→ Objective
Reproduce the passage of the Kaduna editorial that opens with "The state is" and closes with "was deliberately targeted.", switching "wheelbarrow porters" to "street vendors".

→ Page
Who will end violence in Kaduna?

08Nov 2018
Correpondent
The Guardian
Who will end violence in Kaduna?

KADUNA State appears determined to reaffirm its long-standing reputation as the nation's most violent state. Apart from Maiduguri, the epicentre of Boko Haram suicide attacks and insurgency; Kano, which frequently witnesses "blasphemy"-related violence; and Plateau and Benue States.

Religious conflicts in Kaduna State

Not even the military was able to cage its blood-soaked history. The main trigger is that Kaduna State is almost evenly divided between the two major religions in the country - Christianity and Islam. The various ethnic groups subscribing to these faiths seem unwilling to share their common space and reap the benefits of diversity.

The state is divided between the mainly Muslim North and the predominantly Christian South, a characteristic that is also evident in the state capital which is called the "Beirut" of Nigeria, where there is an official dividing line between Muslim and Christian sections. Only a little spark brings out residents, armed with weapons, to demonstrate their unwillingness to tolerate one another.

This year alone, two massive paroxysms of violence have wracked Kaduna City. The latest took place in Kasuwan Magani on Thursday, October 18, 2018. Some news reports attributed it to "a stampede". Some sources blamed it on a quarrel between wheelbarrow porters, while yet another source linked it to a pickpocket caught and brutalised by a mob which triggered a "reprisal" from a group which felt its member was deliberately targeted.

Whatever the truth of the cause, the official upshot is that at least 55 lives were lost, hundreds injured, shops looted, and homes and vehicles set ablaze. The state government imposed days of total curfews, while the police, as usual, swung into action after much damage had been done. Obviously, the early warning mechanism established during the regimes of Military Governor, Col. Ja'afaru Isah and elected Governor Ahmed Makarfi, which witnessed prolonged periods of relative peace, no longer exists in the state.

→ Dataset excerpts
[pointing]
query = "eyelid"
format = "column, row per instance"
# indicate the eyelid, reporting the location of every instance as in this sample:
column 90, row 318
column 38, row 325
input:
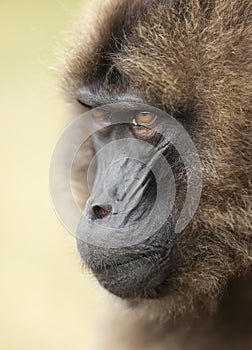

→ Result of the exercise
The state is divided between the mainly Muslim North and the predominantly Christian South, a characteristic that is also evident in the state capital which is called the "Beirut" of Nigeria, where there is an official dividing line between Muslim and Christian sections. Only a little spark brings out residents, armed with weapons, to demonstrate their unwillingness to tolerate one another.

This year alone, two massive paroxysms of violence have wracked Kaduna City. The latest took place in Kasuwan Magani on Thursday, October 18, 2018. Some news reports attributed it to "a stampede". Some sources blamed it on a quarrel between street vendors, while yet another source linked it to a pickpocket caught and brutalised by a mob which triggered a "reprisal" from a group which felt its member was deliberately targeted.